Voyage expenses in the six months ended June 30, 2023, decreased by $8.3 million to $65.6 million, or 11.18%, compared to $73.9 million in the same period ended June 30, 2022, mainly as a result of a decrease in
bunker expenditure of $3.4 million and a decrease of port charges of $6.0 million, offset by an increase in commissions of $3.2 million.
Operating Expenses in the six months ended June 30, 2023, decreased by $3.5 million to $29.9 million, or 10.50%, compared to $33.4 million in the same period ended June 30, 2022. The decrease is mainly as a result of
less Vessel Calendar Days in 2023 compared to the same period in 2022. In cooperation with our technical managers we maintain our focus on keeping the fleet in top technical condition whilst keeping costs low.
General and administrative expenses in the six months ended June 30, 2023, increased by $1.3 million to $10.7 million, or 14.83%, compared to $9.4 million in the same period ended June 30, 2022, mainly as a result of
increased staff cost and travel expenses.
Depreciation expense in the six months ended June 30, 2023, increased only by 0.24% compared to the six months ended June 30, 2022, and is $25.4 million in both periods presented, mainly as a result of the addition
of two newbuildings delivered in the midst of 2022 that have been depreciated for the full period in the first six months of 2023, offset by the disposal of three vessels in the first six months of 2022 that were depreciated for all or a portion of
the comparable period.
==================================================
Given request 1: Return the expense summary's text from "Depreciation expense in" to "the comparable period.".
Given request 2: Do these statements agree with the expense summary? For each, answer yes or no and quote the deciding words. (a) Port charges fell by $6.0 million. (b) General and administrative expenses were lower in the six months ended June 30, 2023, than in the same period of 2022. (c) Depreciation expense was $25.4 million in both periods.

Given entries:
==================================================
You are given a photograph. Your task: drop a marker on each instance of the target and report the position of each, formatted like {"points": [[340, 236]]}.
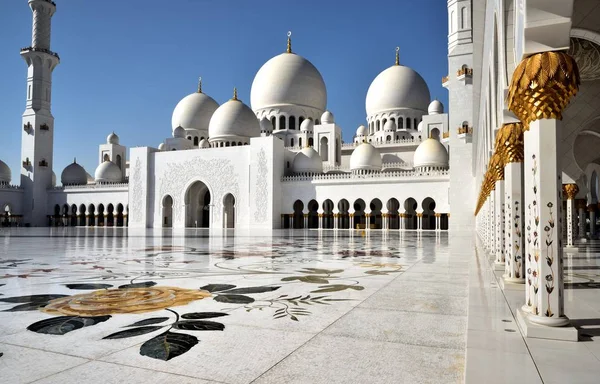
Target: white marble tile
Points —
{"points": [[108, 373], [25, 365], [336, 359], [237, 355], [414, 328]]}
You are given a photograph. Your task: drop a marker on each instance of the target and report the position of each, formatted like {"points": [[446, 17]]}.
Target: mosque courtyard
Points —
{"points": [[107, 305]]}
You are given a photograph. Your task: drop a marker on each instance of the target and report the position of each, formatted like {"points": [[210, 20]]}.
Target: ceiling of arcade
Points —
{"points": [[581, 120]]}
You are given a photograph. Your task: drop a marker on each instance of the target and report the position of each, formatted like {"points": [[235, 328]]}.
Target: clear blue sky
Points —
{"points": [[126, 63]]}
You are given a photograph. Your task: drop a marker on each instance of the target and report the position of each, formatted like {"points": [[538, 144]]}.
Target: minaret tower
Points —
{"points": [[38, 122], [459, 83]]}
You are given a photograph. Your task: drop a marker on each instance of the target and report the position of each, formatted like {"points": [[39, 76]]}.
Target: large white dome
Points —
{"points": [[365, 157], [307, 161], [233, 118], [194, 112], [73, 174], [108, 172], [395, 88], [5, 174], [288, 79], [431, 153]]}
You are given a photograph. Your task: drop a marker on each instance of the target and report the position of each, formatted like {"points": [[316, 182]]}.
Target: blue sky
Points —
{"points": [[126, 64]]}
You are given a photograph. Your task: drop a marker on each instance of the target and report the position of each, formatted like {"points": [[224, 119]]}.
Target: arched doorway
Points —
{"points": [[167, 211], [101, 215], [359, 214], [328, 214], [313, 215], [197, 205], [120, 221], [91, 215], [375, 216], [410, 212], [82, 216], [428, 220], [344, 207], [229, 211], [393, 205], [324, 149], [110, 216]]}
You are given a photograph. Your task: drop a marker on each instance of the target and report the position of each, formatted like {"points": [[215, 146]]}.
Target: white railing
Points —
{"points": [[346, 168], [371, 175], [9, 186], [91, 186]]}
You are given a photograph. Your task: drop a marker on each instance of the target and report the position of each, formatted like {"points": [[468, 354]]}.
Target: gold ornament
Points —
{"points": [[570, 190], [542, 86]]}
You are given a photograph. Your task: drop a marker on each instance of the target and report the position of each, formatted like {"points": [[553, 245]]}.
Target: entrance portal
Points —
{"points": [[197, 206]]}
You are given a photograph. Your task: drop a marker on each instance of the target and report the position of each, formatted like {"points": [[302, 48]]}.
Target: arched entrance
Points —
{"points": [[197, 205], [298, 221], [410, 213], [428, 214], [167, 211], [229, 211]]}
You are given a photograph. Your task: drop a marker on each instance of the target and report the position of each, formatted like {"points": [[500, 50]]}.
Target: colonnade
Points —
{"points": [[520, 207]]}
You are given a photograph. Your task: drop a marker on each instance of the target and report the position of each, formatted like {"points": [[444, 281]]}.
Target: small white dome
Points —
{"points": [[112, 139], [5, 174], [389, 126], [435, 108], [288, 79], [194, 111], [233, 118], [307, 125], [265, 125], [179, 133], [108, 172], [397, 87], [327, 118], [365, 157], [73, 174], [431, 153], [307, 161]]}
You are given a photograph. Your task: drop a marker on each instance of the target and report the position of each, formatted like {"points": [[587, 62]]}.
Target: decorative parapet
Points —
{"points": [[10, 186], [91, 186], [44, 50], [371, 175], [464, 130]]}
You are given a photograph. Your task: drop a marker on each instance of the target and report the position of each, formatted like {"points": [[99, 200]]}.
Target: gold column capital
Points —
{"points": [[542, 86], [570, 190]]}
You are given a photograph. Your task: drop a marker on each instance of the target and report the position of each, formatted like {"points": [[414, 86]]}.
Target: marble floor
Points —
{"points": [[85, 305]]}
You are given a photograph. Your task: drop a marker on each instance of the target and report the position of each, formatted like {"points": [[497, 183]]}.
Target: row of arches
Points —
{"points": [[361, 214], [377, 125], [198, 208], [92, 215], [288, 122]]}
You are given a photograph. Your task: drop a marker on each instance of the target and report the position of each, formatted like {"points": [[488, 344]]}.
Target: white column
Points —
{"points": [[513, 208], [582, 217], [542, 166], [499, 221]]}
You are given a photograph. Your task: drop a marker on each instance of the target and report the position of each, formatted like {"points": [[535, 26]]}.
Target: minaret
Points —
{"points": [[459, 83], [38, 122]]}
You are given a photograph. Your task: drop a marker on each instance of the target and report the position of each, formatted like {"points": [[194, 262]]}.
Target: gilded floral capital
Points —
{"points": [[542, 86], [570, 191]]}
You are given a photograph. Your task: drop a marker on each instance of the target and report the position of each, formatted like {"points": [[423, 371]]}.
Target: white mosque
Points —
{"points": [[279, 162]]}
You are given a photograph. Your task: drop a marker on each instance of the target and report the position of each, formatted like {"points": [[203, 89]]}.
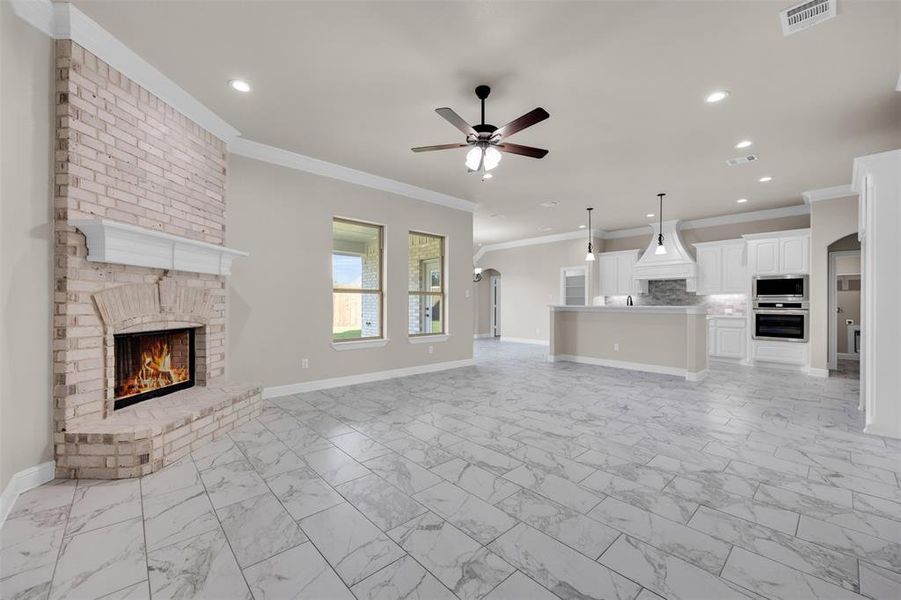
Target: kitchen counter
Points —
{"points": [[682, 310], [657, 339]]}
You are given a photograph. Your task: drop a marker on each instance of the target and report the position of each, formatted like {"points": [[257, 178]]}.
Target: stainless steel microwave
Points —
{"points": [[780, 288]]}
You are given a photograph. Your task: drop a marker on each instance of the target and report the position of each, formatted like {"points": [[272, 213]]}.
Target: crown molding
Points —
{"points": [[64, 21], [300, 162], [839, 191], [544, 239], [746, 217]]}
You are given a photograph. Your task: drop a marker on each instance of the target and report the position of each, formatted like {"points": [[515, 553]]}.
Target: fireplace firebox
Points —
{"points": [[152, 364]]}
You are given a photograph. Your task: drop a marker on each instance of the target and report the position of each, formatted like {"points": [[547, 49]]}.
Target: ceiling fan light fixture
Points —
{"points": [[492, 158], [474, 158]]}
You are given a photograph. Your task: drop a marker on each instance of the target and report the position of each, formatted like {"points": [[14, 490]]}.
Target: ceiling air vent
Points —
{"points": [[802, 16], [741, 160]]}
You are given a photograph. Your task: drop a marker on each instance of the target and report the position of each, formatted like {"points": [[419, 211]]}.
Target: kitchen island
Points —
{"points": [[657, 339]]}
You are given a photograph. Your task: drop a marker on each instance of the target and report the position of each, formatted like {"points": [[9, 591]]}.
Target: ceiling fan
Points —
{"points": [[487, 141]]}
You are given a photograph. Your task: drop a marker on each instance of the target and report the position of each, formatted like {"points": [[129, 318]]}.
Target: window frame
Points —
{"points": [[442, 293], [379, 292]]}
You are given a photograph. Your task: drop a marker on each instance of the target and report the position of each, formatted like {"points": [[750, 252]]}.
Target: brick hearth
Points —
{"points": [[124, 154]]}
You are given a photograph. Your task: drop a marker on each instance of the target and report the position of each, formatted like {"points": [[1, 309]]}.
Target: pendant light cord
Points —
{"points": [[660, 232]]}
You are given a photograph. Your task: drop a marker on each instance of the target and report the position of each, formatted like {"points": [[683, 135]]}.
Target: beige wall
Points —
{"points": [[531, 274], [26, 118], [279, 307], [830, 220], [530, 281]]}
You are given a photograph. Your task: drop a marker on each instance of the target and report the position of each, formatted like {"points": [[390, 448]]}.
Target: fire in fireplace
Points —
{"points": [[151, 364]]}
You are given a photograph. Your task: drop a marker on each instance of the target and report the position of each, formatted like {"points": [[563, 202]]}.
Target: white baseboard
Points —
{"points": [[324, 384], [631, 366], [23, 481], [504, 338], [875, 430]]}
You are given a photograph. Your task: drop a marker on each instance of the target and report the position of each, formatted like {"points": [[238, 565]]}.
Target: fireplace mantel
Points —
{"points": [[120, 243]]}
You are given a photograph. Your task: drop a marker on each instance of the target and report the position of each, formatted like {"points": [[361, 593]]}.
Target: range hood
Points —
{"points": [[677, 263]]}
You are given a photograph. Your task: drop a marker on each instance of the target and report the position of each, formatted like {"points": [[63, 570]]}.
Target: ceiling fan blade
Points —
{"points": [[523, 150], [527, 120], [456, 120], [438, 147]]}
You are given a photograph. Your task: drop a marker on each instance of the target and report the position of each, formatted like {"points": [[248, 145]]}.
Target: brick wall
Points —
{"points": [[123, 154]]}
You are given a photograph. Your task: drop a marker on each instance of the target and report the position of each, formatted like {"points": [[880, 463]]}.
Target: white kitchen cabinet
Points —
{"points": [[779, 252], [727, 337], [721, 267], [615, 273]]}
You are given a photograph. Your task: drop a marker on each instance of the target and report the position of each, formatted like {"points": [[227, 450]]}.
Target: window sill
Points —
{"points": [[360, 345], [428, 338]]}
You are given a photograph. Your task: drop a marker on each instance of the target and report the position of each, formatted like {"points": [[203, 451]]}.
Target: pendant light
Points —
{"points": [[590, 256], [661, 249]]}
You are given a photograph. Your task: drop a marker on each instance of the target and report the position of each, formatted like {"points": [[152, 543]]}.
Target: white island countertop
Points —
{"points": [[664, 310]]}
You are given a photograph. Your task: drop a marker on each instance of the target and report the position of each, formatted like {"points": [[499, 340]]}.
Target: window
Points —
==================================================
Solution 1:
Depreciation expense in the six months ended June 30, 2023, increased only by 0.24% compared to the six months ended June 30, 2022, and is $25.4 million in both periods presented, mainly as a result of the addition
of two newbuildings delivered in the midst of 2022 that have been depreciated for the full period in the first six months of 2023, offset by the disposal of three vessels in the first six months of 2022 that were depreciated for all or a portion of
the comparable period.

Solution 2:
(a) Yes: "a decrease of port charges of $6.0 million"
(b) No: "increased by $1.3 million to $10.7 million"
(c) Yes: "is $25.4 million in both periods presented"